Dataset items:
######

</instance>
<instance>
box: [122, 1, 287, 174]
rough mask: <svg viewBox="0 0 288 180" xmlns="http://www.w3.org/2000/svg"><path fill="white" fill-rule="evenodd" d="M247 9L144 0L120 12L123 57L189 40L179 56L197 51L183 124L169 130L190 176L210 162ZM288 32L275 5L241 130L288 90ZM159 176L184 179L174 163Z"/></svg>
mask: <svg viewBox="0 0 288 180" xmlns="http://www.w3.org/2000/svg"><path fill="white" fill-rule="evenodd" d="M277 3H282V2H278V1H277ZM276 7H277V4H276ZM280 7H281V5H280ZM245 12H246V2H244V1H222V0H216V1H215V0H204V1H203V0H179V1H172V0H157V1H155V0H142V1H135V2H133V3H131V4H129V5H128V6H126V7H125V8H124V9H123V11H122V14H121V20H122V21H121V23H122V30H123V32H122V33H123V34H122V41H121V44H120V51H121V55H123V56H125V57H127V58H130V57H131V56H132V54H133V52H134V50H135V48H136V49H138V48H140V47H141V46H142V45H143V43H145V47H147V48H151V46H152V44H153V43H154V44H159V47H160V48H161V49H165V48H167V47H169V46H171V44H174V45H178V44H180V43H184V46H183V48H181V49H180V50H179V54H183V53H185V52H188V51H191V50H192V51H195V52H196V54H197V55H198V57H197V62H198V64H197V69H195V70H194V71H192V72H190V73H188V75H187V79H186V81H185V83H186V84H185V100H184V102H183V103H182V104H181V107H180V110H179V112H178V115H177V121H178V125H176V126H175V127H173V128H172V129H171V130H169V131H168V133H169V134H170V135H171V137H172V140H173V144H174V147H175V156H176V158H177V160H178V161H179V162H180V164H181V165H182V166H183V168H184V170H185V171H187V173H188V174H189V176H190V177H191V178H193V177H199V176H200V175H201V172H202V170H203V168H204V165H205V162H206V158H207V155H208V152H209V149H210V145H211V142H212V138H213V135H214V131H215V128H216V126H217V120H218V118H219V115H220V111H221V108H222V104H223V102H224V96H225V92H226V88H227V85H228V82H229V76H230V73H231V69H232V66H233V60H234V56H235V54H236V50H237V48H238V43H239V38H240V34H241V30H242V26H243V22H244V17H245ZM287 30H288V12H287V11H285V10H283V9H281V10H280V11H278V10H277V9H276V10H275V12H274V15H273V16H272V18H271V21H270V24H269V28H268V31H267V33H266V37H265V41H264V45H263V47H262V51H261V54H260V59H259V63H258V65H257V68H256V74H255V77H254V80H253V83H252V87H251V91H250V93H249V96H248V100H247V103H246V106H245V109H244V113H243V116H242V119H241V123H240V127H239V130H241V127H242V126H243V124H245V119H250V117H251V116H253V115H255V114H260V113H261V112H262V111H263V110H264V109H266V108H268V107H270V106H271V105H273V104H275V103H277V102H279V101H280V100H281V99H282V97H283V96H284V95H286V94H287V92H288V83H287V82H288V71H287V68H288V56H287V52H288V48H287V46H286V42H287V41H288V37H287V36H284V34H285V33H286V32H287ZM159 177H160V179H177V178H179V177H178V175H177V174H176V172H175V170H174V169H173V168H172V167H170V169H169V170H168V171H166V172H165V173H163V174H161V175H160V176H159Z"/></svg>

######

__TASK TO CARRY OUT__:
Please give every entry again, precisely as it appears.

__EXERCISE ANSWER__:
</instance>
<instance>
box: [122, 1, 287, 174]
rough mask: <svg viewBox="0 0 288 180" xmlns="http://www.w3.org/2000/svg"><path fill="white" fill-rule="evenodd" d="M247 9L144 0L120 12L123 57L189 40L179 56L197 51L183 124L169 130L190 176L210 162ZM288 32L275 5L241 130L288 90ZM159 176L184 179L174 163Z"/></svg>
mask: <svg viewBox="0 0 288 180" xmlns="http://www.w3.org/2000/svg"><path fill="white" fill-rule="evenodd" d="M277 3H282V2H278V1H277ZM276 7H277V4H276ZM280 7H281V5H280ZM245 12H246V2H244V1H222V0H216V1H215V0H204V1H203V0H179V1H172V0H157V1H155V0H142V1H135V2H133V3H131V4H129V5H128V6H126V7H125V8H124V9H123V11H122V14H121V20H122V21H121V23H122V30H123V32H122V33H123V34H122V41H121V44H120V51H121V55H123V56H125V57H127V58H130V57H131V56H132V54H133V52H134V50H135V48H136V49H138V48H140V47H141V46H142V45H143V43H145V47H147V48H151V46H152V44H153V43H154V44H159V47H160V48H161V49H165V48H167V47H169V46H171V44H174V45H178V44H180V43H184V46H183V48H181V49H180V50H179V54H183V53H185V52H188V51H191V50H192V51H195V52H196V54H197V55H198V57H197V62H198V64H197V69H195V70H194V71H192V72H190V73H188V75H187V79H186V81H185V83H186V84H185V100H184V102H183V103H182V104H181V107H180V110H179V112H178V115H177V121H178V125H176V126H175V127H173V128H172V129H171V130H169V131H168V133H169V134H170V135H171V137H172V140H173V144H174V147H175V156H176V158H177V160H178V161H179V162H180V164H181V165H182V166H183V168H184V170H185V171H187V173H188V174H189V176H190V177H191V178H193V177H199V176H200V175H201V172H202V170H203V168H204V165H205V162H206V158H207V155H208V152H209V149H210V145H211V142H212V138H213V135H214V131H215V128H216V126H217V120H218V118H219V115H220V111H221V108H222V104H223V102H224V96H225V92H226V88H227V85H228V82H229V76H230V73H231V69H232V66H233V60H234V56H235V54H236V50H237V48H238V43H239V38H240V34H241V30H242V26H243V22H244V17H245ZM287 30H288V12H287V11H285V10H283V9H281V10H280V11H278V10H277V9H276V10H275V12H274V15H273V16H272V18H271V21H270V24H269V28H268V31H267V33H266V37H265V41H264V45H263V47H262V51H261V54H260V59H259V63H258V65H257V68H256V74H255V77H254V80H253V83H252V87H251V91H250V93H249V96H248V100H247V103H246V106H245V109H244V113H243V116H242V119H241V123H240V127H239V130H241V127H242V126H243V124H245V119H250V117H251V116H253V115H255V114H260V113H261V112H262V111H263V110H264V109H266V108H268V107H270V106H271V105H273V104H275V103H277V102H279V101H280V100H281V99H282V97H283V96H284V95H286V94H287V92H288V83H287V82H288V71H287V68H288V56H287V52H288V48H287V46H286V42H287V41H288V37H287V36H284V34H285V33H286V32H287ZM159 177H160V179H177V178H179V177H178V175H177V174H176V172H175V170H174V169H173V168H172V167H170V169H169V170H168V171H166V172H165V173H163V174H161V175H160V176H159Z"/></svg>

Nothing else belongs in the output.